# REQUEST:
Render the lines of the material below as a JSON list of strings, one string per line, omitting blank lines. Begin at the line that contains "In the photo above, where can the green" and continue through the last line of the material.

# EXCERPTED DATA:

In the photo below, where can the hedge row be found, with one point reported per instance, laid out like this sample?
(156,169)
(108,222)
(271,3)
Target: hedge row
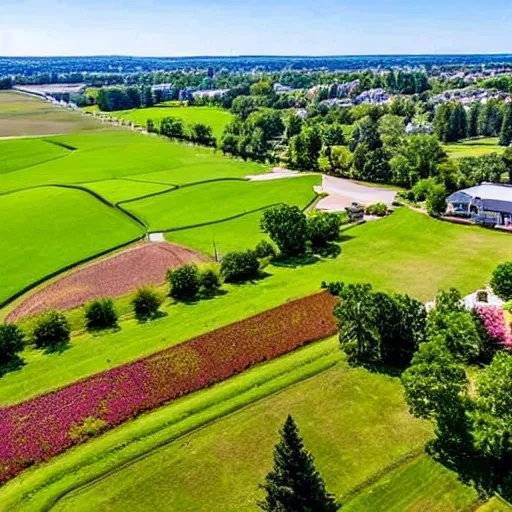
(42,427)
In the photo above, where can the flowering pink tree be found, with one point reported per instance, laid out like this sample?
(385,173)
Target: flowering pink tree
(493,320)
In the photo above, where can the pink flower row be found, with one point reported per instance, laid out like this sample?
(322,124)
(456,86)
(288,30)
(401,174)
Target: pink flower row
(39,428)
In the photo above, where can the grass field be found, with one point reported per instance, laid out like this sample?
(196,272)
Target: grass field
(473,147)
(21,153)
(406,252)
(211,202)
(111,155)
(217,118)
(22,115)
(50,228)
(349,418)
(355,423)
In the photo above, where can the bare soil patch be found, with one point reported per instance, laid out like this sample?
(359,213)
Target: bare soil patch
(112,277)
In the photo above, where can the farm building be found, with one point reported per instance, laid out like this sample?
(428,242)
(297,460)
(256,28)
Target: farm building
(488,203)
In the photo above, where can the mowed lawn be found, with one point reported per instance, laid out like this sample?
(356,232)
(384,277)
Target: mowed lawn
(211,202)
(215,117)
(406,252)
(473,147)
(124,154)
(22,115)
(43,230)
(354,422)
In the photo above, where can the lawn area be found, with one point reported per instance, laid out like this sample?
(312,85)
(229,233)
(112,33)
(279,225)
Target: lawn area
(20,153)
(50,228)
(215,117)
(406,252)
(22,115)
(473,147)
(211,202)
(124,154)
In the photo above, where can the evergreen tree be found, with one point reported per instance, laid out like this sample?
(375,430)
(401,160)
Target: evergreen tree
(506,127)
(294,485)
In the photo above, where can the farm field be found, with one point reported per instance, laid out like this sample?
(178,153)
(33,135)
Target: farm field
(473,147)
(110,156)
(22,153)
(219,467)
(23,115)
(70,225)
(388,253)
(212,202)
(217,118)
(115,276)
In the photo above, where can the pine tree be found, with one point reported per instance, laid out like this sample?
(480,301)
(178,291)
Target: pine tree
(294,485)
(506,127)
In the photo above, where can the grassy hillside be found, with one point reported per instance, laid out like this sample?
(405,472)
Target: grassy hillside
(354,422)
(473,147)
(112,155)
(50,228)
(406,252)
(22,115)
(211,202)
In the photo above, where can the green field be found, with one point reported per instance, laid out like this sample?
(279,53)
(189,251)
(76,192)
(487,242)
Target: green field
(217,118)
(108,156)
(22,115)
(21,153)
(211,202)
(355,423)
(473,147)
(406,252)
(50,228)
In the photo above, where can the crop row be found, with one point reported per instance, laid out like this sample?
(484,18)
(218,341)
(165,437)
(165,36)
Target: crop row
(39,428)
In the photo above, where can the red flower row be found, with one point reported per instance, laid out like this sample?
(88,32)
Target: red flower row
(39,428)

# REPLY TO THE TASK:
[
  "In the photo above, where can the green field be found, with one point reported per instance, laid out like this sample?",
  "(279,53)",
  "(189,251)",
  "(76,192)",
  "(487,242)",
  "Target: green field",
  "(217,118)",
  "(108,156)",
  "(22,115)",
  "(21,153)",
  "(211,202)",
  "(355,423)",
  "(473,147)",
  "(406,252)",
  "(50,228)",
  "In the photo above, where can the crop row be found, with one point reported per instance, laid out like this sample?",
  "(484,18)",
  "(218,341)",
  "(165,437)",
  "(165,36)",
  "Target: crop row",
  "(39,428)",
  "In the photo above, where can the red flower row be found, with one point reported per instance, laid out like this sample?",
  "(88,32)",
  "Target: red flower row",
  "(39,428)"
]